[Document segment — start]

Equifax says Covid cash has buttressed consumer credit scores

George Lekakis

Equifax’s head of insights Carrie Cheung 

The deep pool of household savings created during the Covid-19 pandemic in 2020 is continuing to enhance the financial risk profile of Australians, according to leading consumer credit ratings provider, Equifax.
 
Equifax’s measure of the average credit rating of Australian household borrowers rose in the 12 months to the end of the June to 855 points out of a maximum possible score of 1200.
 
Based on the company’s points rating methodology the average financial condition of adult Australians is now classified as “excellent” – an improvement on the 2022 finding of “very good” when the average national rating was 846 points.
 
Equifax classifies credit scores between 853 and 1200 points as excellent and scores between 735 and 852 points as very good.
 
The latest findings on national credit ratings were drawn from a dataset of two million Australian credit scores.
 
Equifax’s head of insights Carrie Cheung attributed the improvement to households continuing to draw on savings accumulated during the pandemic.
 
Australia’s household savings ratio hit a peak of 23.6 per cent in June 2020 as consumers banked generous government handouts at the height of the pandemic. 
 
“Since then, savings have been in consistent decline - a trend that has accelerated in 2023, reaching a 3.2 per cent ratio,” Cheung said.
 
“Using savings to manage the higher cash rates and increased cost living has helped cushion many Australian consumers against recent economic turbulence, and has had a beneficial effect on their credit scores.

[Document segment — finish]
[Data excerpts — start]

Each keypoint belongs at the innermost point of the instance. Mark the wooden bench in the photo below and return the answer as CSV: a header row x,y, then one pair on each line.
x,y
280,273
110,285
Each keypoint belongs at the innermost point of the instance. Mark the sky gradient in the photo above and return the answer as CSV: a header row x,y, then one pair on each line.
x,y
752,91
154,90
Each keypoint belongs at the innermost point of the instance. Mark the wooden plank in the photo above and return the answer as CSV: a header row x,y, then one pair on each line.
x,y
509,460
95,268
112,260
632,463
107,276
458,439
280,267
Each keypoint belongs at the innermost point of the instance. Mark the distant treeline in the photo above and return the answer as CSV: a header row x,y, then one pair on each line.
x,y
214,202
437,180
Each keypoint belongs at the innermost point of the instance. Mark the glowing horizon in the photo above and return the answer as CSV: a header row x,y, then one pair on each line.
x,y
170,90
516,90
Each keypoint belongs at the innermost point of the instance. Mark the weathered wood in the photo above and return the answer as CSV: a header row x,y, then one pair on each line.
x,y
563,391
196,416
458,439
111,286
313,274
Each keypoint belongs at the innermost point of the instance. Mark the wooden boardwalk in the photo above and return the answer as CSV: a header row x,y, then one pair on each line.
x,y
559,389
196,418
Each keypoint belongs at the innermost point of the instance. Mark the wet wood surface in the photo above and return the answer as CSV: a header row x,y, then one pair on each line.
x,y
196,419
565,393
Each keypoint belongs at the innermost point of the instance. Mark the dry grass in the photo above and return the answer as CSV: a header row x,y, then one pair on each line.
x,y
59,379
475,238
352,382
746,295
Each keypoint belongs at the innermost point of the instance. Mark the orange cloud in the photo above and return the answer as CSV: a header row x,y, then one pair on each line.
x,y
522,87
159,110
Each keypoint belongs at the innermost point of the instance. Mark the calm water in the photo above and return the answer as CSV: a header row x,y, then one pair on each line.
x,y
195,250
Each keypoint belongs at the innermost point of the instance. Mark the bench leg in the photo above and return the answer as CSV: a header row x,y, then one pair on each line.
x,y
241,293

[Data excerpts — finish]

Actions to take>
A) For each statement about the article on Equifax and consumer credit scores, answer yes or no according to whether it agrees with the article, and quote the deciding words. (i) The average national credit rating in 2022 was 846 points. (ii) Australia's household savings ratio peaked at 23.6 per cent in June 2021. (iii) The latest findings came from a dataset of five million Australian credit scores.
B) According to the article on Equifax and consumer credit scores, what range of points does Equifax classify as excellent?
C) Resume the article on Equifax and consumer credit scores, starting after its last sentence.

Answers per task>
A)
(i) Yes: "an improvement on the 2022 finding of “very good” when the average national rating was 846 points."
(ii) No: "Australia’s household savings ratio hit a peak of 23.6 per cent in June 2020"
(iii) No: "drawn from a dataset of two million Australian credit scores."

B) Equifax classifies credit scores between 853 and 1200 points as excellent.

C)
 
“But this cushion is shrinking rapidly and has already been exhausted for some.”
 
Cheung did not comment on whether the average credit score was likely to fall in the next 12 months but noted that missed loan repayments were now trending up across all age groups.
 
“A lower credit score doesn’t necessarily mean there is reason to be concerned,” Cheung said.
 
“However, as we look at the macroeconomic context, we start to see pockets of strained consumers, especially among the younger population.”
 
Cheung said that rising official rates had spawned a boom in refinancing activity among home borrowers, with Equifax data showing 38 per cent of loan enquiries in August related to refinancings.
 
She said that refinancing activity had been running at 26 per cent in 2019.
 
The Equifax report also sheds some light on the credit profile of borrowers in the refinancing market.
 
A key finding is that the average credit score of borrowers making refinancing enquiries has risen since the pandemic to 949 points.
 
Refinancing borrowers under 30 had an average credit score of 931 in 2023 compared to 879 in 2019.
 
Refinancers in the 31-40 age group now have an average credit score of 951 compared to 906 before the pandemic.
 
The average risk profile of people applying for buy now pay later products continues to decline.
 
According to Equifax, the mean credit score of BNPL applicants was 582 this year, whereas in 2021 it was 694.